**GOAL 1:**
Condense the paragraph of the FlowClean article that begins "FlowJo now has several quality control plugins" into a short bulleted list that keeps its main facts.
**GOAL 2:**
Set down, word for word, the passage of the FlowClean article starting with "Do you analyze" and going on through "here to help!".

Clean up your data with the FlowClean plugin

Do you analyze a lot of samples? If so, data quality control may be challenging, especially when a large number of parameters is measured. In particular, fluorescence measurements for a sample over the collection time may not remain stable due to fluctuations in fluid dynamics. As many as 13.7% of publicly available FCS files have been shown to have this problem. But don’t worry, we are here to help! 

FlowJo now has several quality control plugins to help address these irregularities. The FlowAI, PeacoQC, FlowCut and FlowClean algorithms are all available as plugins that can access the quality of the data and flag potentially troublesome events. The most basic of these algorithms is FlowClean which automatically identifies and flags fluorescence anomalies in your FCS files by tracking cell populations in the centered log ratio space. This has been shown to provide a sensitive and consistent method of quality control. Do you want to give it a try?

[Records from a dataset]
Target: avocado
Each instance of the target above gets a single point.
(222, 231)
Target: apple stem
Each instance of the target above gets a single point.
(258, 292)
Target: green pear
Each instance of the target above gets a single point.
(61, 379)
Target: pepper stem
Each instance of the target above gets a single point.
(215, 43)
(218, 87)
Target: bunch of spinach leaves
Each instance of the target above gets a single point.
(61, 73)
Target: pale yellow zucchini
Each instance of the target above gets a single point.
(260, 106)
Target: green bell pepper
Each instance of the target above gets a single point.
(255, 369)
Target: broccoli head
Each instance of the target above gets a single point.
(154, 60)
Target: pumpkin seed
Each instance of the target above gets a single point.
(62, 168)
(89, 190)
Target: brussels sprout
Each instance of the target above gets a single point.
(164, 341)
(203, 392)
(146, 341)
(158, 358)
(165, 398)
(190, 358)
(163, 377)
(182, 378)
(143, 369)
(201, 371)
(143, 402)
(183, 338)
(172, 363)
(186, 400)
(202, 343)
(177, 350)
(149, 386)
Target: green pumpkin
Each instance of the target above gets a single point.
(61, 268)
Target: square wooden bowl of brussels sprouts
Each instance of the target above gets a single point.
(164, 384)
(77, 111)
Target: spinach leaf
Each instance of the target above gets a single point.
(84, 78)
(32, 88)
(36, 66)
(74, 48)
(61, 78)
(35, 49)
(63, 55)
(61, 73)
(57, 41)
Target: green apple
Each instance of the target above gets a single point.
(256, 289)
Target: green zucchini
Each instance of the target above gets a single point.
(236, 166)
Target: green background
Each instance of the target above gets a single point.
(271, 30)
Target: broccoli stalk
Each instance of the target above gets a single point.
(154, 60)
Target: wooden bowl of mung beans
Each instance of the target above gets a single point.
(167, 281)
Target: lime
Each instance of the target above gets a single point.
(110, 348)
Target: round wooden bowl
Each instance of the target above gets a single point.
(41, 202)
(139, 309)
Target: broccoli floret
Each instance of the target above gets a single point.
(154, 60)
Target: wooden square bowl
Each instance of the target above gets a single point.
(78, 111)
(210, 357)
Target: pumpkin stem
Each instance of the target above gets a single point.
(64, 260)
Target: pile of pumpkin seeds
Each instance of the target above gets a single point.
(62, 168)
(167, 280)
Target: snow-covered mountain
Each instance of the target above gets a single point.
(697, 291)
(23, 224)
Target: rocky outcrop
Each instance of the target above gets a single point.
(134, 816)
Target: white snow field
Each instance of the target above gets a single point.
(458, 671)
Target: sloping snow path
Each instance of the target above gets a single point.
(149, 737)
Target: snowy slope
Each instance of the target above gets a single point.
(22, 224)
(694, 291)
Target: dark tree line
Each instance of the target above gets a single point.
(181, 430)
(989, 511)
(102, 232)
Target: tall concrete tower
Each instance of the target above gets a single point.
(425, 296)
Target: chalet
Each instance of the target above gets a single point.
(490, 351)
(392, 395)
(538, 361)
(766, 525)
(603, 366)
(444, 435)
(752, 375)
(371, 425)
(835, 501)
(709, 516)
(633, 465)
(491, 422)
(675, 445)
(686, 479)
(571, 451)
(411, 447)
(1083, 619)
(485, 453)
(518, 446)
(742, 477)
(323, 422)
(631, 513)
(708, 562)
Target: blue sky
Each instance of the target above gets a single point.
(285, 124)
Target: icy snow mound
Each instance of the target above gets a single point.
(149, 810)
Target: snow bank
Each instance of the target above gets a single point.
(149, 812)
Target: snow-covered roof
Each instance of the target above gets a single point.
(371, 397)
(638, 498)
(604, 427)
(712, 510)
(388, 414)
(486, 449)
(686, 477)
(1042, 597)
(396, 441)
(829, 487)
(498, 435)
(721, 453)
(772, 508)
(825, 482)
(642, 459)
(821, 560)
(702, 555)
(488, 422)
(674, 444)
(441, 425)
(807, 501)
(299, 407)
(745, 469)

**WRITTEN ANSWER 1:**
- FlowJo now offers several quality control plugins to address data irregularities: FlowAI, PeacoQC, FlowCut and FlowClean.
- These plugins check data quality and flag potentially troublesome events.
- FlowClean, the most basic, automatically identifies and flags fluorescence anomalies in FCS files by tracking cell populations in the centered log ratio space.
- FlowClean has been shown to give sensitive, consistent quality control.

**WRITTEN ANSWER 2:**
Do you analyze a lot of samples? If so, data quality control may be challenging, especially when a large number of parameters is measured. In particular, fluorescence measurements for a sample over the collection time may not remain stable due to fluctuations in fluid dynamics. As many as 13.7% of publicly available FCS files have been shown to have this problem. But don’t worry, we are here to help!